### PERGUNTAS
1. Na reportagem sobre o discurso de Ernesto Araújo, reproduza o trecho que começa em "BRASÍLIA — O" e termina em "Instituto Rio Branco.", alterando "campeonato" para "torneio".
2. Responda com base na reportagem sobre o discurso de Ernesto Araújo:
(a) Durante qual evento Ernesto Araújo deu a declaração?
(b) Em que data o presidente Jair Bolsonaro fez o discurso da noite da vitória?
(c) Que jornal publicou a reportagem?
3. Dê continuidade à reportagem sobre o discurso de Ernesto Araújo a partir do ponto em que ela termina.

### TEXTO FORNECIDO
**********
Ernesto Araújo afirmou que escritor e diplomata, perseguido na ditadura Vargas e depois reabilitado, foi parar 'do lado errado do marxismo e da esquerda'

Victor Farias

O Globo, 22/10/2020 - 14:19 / Atualizado em 22/10/2020 - 15:46

BRASÍLIA — O ministro das Relações Exteriores, Ernesto Araújo, afirmou nesta quinta-feira que o Itamaraty ficou "muito tempo dentro de si mesmo, cantando glórias passadas, lustrando troféus antigos e esquecendo-se de jogar o campeonato deste ano". Segundo ele, com a eleição do presidente Jair Bolsonaro, isso mudou. A declaração foi dada durante formatura do Instituto Rio Branco.

— Em seu discurso da noite da vitória, quase exatamente dois anos atrás, em 28 de outubro de 2018, o presidente Jair Bolsonaro, então recém-eleito, proclamava: vamos liberar o Itamaraty, e era disso que nós precisávamos, presidente: libertação. Precisamos de libertação, libertação para que despertemos e voltemos a enxergar o Brasil e o mundo — disse.
**********
Registros de dados:
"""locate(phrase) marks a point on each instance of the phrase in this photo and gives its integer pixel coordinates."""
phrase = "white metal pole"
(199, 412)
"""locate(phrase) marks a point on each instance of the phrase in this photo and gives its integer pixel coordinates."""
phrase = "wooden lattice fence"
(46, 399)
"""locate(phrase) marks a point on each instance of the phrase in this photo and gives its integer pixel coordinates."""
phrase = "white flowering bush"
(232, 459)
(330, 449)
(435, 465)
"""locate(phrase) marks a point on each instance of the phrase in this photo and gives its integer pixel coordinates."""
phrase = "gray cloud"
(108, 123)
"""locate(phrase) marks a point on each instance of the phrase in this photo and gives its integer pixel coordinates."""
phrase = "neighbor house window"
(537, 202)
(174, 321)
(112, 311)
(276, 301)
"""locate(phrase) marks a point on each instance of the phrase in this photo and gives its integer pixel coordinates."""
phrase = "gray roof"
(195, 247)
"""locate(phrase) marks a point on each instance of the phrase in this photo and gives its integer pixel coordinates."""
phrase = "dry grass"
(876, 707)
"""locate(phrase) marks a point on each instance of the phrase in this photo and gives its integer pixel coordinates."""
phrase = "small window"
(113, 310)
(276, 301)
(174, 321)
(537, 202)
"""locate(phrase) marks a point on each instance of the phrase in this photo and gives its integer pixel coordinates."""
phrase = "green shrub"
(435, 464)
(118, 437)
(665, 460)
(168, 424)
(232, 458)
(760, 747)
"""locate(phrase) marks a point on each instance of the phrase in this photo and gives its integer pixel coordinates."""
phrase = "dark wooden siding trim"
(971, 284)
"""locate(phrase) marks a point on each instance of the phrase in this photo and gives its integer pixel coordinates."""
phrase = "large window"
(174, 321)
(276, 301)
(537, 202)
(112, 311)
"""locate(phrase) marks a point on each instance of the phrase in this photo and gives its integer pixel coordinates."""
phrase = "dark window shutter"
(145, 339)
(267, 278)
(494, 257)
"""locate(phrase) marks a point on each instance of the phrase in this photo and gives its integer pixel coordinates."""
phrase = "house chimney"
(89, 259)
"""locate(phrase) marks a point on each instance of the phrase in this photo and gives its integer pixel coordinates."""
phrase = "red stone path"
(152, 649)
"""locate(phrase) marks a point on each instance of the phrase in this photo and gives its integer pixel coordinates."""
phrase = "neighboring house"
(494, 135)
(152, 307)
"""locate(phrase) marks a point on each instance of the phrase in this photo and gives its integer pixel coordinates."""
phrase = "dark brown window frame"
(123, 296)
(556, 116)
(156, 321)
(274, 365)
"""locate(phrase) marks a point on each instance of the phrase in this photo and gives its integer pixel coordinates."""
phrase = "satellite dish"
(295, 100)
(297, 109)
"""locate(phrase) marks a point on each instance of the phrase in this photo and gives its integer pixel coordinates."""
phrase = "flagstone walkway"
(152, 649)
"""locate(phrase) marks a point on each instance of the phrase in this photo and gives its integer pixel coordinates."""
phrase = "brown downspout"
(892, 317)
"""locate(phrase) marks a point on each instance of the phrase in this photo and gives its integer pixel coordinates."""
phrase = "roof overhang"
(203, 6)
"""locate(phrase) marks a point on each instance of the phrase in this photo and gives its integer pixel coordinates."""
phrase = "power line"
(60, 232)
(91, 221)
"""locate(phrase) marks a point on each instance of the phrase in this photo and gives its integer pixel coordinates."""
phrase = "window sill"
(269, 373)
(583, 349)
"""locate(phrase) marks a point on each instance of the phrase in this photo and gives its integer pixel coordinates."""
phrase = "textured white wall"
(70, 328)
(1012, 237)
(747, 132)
**********
### RESPOSTAS DO EXERCÍCIO
1.
BRASÍLIA — O ministro das Relações Exteriores, Ernesto Araújo, afirmou nesta quinta-feira que o Itamaraty ficou "muito tempo dentro de si mesmo, cantando glórias passadas, lustrando troféus antigos e esquecendo-se de jogar o torneio deste ano". Segundo ele, com a eleição do presidente Jair Bolsonaro, isso mudou. A declaração foi dada durante formatura do Instituto Rio Branco.

2.
(a) Durante a formatura do Instituto Rio Branco.
(b) Em 28 de outubro de 2018.
(c) O Globo.

3.
Em um longo discurso de mais de 30 minutos, Araújo fez críticas ao globalismo, ao comunismo, aos "isentões" e ao "estranho hipermoralismo da atualidade". Ele afirmou que, durante a abertura da Assembleia Geral da ONU, Bolsonaro e o presidente americano, Donald Trump, foram "praticamente os únicos" a falarem em liberdade. E disse que, se falar de liberdade faz do Brasil um "pária", "que sejamos esse pária".

— Naquela organização que teria sido, que foi fundada no princípio da liberdade, mas que a esqueceu. Sim, o Brasil hoje fala de liberdade através do mundo. Se isso faz de nós um pária internacional, então que sejamos esse pária, que sejamos esse severino que sonha e essa severina que reza  — disse, citando "Morte e Vida Severina", obra de João Cabral de Melo Neto, escolhido como patrono da turma. — Talvez seja melhor ser esse pária deixado ao relento, deixado de fora, do que ser um conviva no banquete no cinismo interesseiro dos globalistas, dos corruptos e semicorruptos.

Ao comentar a escolha do escritor e diplomata João Cabral de Melo Neto como patrono da turma, o chanceler afirmou que o escritor tinha uma "grande sensibilidade para o sofrimento do povo brasileiro", mas disse que ele, talvez, tenha ido para o "lado errado do marxismo e da esquerda".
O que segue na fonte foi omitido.